- [Complete the following]
a: According to the cholesterol article, what share of early-onset Alzheimer's cases did genetic mutations explain in earlier studies?
b: Reproduce the cholesterol article word for word, everything from "Previous studies have" down to "percent of cases.".
c: Carry on writing the cholesterol article from the point where it stops.

- [Reading text]

*****

Discover Magazine – Most of us know that high levels of “bad” cholesterol in our blood can increase our risk of developing cardio vascular problems.
Now, a new study gives us another reason to keep cholesterol levels in check:
High cholesterol may also play a role in the development of early-onset Alzheimer’s disease.
This rare form of dementia can strike people between their mid-30s and mid-60s.
Previous studies have linked early-onset Alzheimer’s to problematic genetic mutations, but these risk factors only explained about 10 percent of cases.
That left the vast majority of early-onset Alzheimer’s cases a mystery. But new research published this week in JAMA Neurology may provide some answers.
A team of researchers at the Atlanta VA Medical Center and Emory University has linked early onset-Alzheimer’s to elevated levels of LDL cholesterol — or low-density lipoproteins, which is sometimes called the “bad” type of cholesterol.

*****

- [Source information]
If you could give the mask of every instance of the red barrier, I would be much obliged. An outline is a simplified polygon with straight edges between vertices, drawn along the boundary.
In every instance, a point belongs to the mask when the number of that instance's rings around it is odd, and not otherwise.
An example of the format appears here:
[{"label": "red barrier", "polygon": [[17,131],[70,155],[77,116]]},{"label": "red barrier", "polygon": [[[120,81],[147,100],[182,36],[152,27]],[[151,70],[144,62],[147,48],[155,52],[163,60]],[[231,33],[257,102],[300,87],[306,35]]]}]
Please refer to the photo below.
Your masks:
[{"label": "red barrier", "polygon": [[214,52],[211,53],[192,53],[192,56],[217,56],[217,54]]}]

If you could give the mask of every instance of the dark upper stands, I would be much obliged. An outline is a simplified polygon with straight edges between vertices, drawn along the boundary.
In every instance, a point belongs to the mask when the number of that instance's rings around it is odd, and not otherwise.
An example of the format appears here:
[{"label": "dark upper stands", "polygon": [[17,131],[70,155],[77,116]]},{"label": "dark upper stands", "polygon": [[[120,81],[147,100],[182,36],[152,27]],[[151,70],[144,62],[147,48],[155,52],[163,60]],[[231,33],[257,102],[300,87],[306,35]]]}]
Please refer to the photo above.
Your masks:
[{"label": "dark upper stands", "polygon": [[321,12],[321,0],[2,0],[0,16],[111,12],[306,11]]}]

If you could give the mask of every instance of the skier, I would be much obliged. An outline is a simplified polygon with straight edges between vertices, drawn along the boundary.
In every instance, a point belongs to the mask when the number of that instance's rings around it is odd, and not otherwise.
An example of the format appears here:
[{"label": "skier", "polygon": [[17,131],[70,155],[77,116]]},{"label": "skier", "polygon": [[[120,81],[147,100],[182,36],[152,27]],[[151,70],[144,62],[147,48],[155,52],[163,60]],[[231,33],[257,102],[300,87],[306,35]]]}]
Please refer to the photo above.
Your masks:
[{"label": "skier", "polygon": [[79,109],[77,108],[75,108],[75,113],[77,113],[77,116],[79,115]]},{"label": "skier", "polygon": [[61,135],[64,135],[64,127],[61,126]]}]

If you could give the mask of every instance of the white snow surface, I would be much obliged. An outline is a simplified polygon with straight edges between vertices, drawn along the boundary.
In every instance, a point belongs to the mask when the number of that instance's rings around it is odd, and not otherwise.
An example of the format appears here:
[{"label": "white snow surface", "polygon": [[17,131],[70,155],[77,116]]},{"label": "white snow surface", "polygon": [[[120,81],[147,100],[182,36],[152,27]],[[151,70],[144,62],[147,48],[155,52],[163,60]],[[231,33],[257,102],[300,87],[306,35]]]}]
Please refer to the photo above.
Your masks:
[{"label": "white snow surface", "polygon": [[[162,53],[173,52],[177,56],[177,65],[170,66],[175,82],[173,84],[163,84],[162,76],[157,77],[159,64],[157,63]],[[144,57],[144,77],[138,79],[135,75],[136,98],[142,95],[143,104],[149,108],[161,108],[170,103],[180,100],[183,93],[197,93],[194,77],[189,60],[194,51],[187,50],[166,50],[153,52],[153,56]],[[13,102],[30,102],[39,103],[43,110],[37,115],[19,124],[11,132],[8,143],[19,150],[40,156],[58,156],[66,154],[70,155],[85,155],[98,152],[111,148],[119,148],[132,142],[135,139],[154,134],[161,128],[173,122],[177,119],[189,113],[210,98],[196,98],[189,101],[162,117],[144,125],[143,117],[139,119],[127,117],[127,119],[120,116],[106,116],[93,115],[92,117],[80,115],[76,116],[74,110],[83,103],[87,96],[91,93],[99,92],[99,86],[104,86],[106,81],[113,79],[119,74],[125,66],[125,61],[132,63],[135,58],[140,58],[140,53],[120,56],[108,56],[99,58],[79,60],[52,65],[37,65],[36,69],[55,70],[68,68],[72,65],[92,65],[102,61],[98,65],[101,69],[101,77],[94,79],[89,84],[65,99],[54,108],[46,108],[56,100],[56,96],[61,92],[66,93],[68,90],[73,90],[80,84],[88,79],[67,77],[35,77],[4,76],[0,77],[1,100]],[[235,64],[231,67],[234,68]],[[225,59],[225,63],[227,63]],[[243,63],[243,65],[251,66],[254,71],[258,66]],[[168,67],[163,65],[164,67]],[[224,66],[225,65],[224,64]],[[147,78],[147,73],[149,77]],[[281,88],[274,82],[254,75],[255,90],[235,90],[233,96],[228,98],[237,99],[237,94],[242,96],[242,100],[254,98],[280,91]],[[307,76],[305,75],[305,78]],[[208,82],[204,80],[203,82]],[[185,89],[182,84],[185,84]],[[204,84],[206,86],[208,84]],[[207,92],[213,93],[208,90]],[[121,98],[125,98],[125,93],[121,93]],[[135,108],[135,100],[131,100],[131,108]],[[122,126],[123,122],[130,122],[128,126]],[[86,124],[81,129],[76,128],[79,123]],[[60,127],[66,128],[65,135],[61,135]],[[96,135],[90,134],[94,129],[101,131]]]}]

*****

- [Answers for the tasks]
a: About 10 percent of cases.

b:
Previous studies have linked early-onset Alzheimer’s to problematic genetic mutations, but these risk factors only explained about 10 percent of cases.

c:
Researchers say that people in their study with high levels of LDL cholesterol were more likely to have early-onset Alzheimer’s disease, compared to those with lower cholesterol levels.
LDL cholesterol is a type of fat in the blood that can build up in arteries. Over time, these plaques can narrow arteries and increase the risk for heart attacks, strokes, and other cardiovascular problems.
But healthy cholesterol levels may be important for brain health, too.